### Given data
-*-*-

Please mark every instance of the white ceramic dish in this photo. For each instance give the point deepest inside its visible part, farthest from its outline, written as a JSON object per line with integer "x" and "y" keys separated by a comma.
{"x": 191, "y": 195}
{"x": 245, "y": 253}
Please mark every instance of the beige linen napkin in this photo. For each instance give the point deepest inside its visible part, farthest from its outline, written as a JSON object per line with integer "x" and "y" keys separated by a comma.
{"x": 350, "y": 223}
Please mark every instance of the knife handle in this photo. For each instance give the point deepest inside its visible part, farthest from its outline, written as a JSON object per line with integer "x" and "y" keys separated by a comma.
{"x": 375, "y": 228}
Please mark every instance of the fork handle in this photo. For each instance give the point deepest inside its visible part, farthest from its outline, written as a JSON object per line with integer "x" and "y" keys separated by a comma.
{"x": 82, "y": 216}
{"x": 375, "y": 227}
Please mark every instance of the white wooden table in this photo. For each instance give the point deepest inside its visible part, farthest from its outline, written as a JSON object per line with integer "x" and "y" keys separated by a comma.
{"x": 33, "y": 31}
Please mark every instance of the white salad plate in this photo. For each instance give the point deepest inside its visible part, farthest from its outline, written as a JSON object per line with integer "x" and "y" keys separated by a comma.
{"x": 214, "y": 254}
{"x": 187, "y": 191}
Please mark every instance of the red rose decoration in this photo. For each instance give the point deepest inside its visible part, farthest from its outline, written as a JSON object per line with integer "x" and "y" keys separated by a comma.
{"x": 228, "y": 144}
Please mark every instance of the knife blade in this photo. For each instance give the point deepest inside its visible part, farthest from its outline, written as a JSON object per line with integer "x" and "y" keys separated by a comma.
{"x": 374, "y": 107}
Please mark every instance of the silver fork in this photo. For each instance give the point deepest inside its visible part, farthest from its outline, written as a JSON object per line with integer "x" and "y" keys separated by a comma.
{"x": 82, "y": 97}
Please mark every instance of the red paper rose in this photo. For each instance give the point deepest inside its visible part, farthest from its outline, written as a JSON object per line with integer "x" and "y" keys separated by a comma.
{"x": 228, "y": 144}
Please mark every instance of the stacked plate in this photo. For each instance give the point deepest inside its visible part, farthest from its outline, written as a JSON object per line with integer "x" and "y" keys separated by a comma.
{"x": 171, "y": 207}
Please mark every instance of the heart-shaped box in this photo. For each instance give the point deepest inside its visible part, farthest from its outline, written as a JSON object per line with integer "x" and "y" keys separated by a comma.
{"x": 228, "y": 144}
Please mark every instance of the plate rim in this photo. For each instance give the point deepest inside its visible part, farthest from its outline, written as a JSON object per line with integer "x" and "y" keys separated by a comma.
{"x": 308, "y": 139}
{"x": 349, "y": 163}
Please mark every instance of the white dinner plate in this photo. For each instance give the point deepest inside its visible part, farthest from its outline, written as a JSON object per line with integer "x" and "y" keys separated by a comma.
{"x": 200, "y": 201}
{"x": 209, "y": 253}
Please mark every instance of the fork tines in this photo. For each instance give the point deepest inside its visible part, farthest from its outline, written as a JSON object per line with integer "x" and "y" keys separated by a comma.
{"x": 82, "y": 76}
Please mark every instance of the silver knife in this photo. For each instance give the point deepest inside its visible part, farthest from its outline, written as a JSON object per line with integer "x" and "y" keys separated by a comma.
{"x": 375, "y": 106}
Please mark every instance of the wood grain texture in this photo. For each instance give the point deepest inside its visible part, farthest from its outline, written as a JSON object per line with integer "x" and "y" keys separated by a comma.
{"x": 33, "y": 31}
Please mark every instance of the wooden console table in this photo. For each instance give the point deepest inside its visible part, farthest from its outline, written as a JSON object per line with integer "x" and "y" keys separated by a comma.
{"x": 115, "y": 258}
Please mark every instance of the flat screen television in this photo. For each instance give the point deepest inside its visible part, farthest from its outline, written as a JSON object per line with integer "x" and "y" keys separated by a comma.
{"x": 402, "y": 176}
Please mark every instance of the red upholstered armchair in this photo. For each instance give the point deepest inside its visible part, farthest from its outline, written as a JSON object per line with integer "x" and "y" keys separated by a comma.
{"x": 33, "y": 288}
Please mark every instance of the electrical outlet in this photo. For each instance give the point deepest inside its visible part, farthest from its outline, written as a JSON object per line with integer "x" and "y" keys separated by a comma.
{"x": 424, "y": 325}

-*-*-

### Exercise details
Give an exact copy of all the data shown above.

### Written response
Please mark every instance of the white ceramic dish in this photo. For each instance give the point deepest inside its visible part, farthest from its outline, written as a JSON object per line with integer "x" and "y" keys separated by a comma.
{"x": 191, "y": 195}
{"x": 245, "y": 253}
Please mark every instance of the beige linen napkin in this photo. For each instance give the point deepest inside its visible part, farthest from its outline, written as a JSON object per line with integer "x" and "y" keys separated by a comma.
{"x": 350, "y": 223}
Please mark every instance of the knife handle in this photo. For each instance give the point deepest inside its visible part, farthest from its outline, written as a JSON object per line with integer "x" and "y" keys separated by a comma.
{"x": 375, "y": 228}
Please mark every instance of the fork handle in this photo. For each instance give the point deepest inside its visible part, farthest from its outline, written as a JSON object per line with integer "x" and "y" keys separated by a comma.
{"x": 82, "y": 216}
{"x": 375, "y": 227}
Please mark every instance of the white wooden table in this photo. For each instance give the point deepest inside its visible part, farthest from its outline, written as a JSON object per line with integer "x" and "y" keys separated by a comma.
{"x": 33, "y": 31}
Please mark every instance of the white salad plate in this photo. For each instance give the point deepest inside its visible part, farthest from its outline, written as a JSON object per line with integer "x" and "y" keys separated by a comma.
{"x": 214, "y": 254}
{"x": 187, "y": 191}
Please mark every instance of the red rose decoration in this photo. For each instance give the point deepest inside its visible part, farthest from its outline, written as a JSON object per line with integer "x" and "y" keys separated by a comma.
{"x": 228, "y": 144}
Please mark every instance of the knife blade in this photo. For each instance give the point deepest inside its visible part, farthest from its outline, written as a JSON object per line with integer "x" and "y" keys separated by a comma.
{"x": 374, "y": 107}
Please mark every instance of the silver fork in this photo. For each instance give the point deepest inside its visible part, farthest from its outline, written as a JSON object per line with integer "x" and "y" keys separated by a comma.
{"x": 82, "y": 97}
Please mark every instance of the red paper rose in this photo. For each instance give the point deepest inside its visible part, farthest from its outline, written as a JSON object per line with integer "x" and "y" keys separated by a comma.
{"x": 228, "y": 144}
Please mark every instance of the stacked plate in this photo. For each instance give the point deepest inside its visible part, farthest from its outline, written as a JSON object per line with integer "x" and "y" keys separated by a comma.
{"x": 171, "y": 207}
Please mark every instance of the heart-shaped box in this photo. For each instance give the point deepest inside its visible part, farthest from its outline, written as a JSON object per line with integer "x" and "y" keys separated by a comma.
{"x": 228, "y": 144}
Please mark every instance of the plate rim in this photo. For each instance give the point deepest inside its visible part, farthest from its outline, written as a JSON object per line with integer "x" and "y" keys separated by a comma.
{"x": 308, "y": 139}
{"x": 349, "y": 163}
Please mark every instance of the white dinner plate in this photo. For each instance give the point deepest inside its visible part, farthest from its outline, written as a JSON object per line with integer "x" and "y" keys separated by a comma.
{"x": 200, "y": 201}
{"x": 209, "y": 253}
Please mark every instance of the fork tines in this photo. For each instance give the point deepest inside its visible part, farthest from its outline, written as a JSON object per line with integer "x" and "y" keys separated by a comma.
{"x": 82, "y": 76}
Please mark every instance of the silver knife in this photo. For each instance give the point deepest inside its visible part, farthest from its outline, written as a JSON object per line with integer "x" and "y" keys separated by a comma.
{"x": 375, "y": 106}
Please mark every instance of the wood grain texture in this photo. For each instance give the point deepest inside its visible part, farthest from its outline, written as a JSON object per line with integer "x" and "y" keys separated by a comma.
{"x": 33, "y": 31}
Please mark every instance of the wooden console table in this photo. For each instance give the point deepest inside its visible part, farthest from its outline, written as a JSON object per line with integer "x" and "y" keys separated by a comma.
{"x": 115, "y": 258}
Please mark every instance of the flat screen television in this photo. For each instance give the point deepest inside its visible part, farthest from its outline, written as a JSON object per line with integer "x" and "y" keys separated by a comma.
{"x": 402, "y": 176}
Please mark every instance of the red upholstered armchair in this photo. For each instance give the point deepest inside its visible part, farthest from its outline, written as a JSON object per line with integer "x" and "y" keys separated by a comma.
{"x": 33, "y": 288}
Please mark every instance of the electrical outlet in this photo. For each instance give the point deepest inside its visible part, farthest from its outline, written as a JSON object per line with integer "x" and "y" keys separated by a comma.
{"x": 424, "y": 325}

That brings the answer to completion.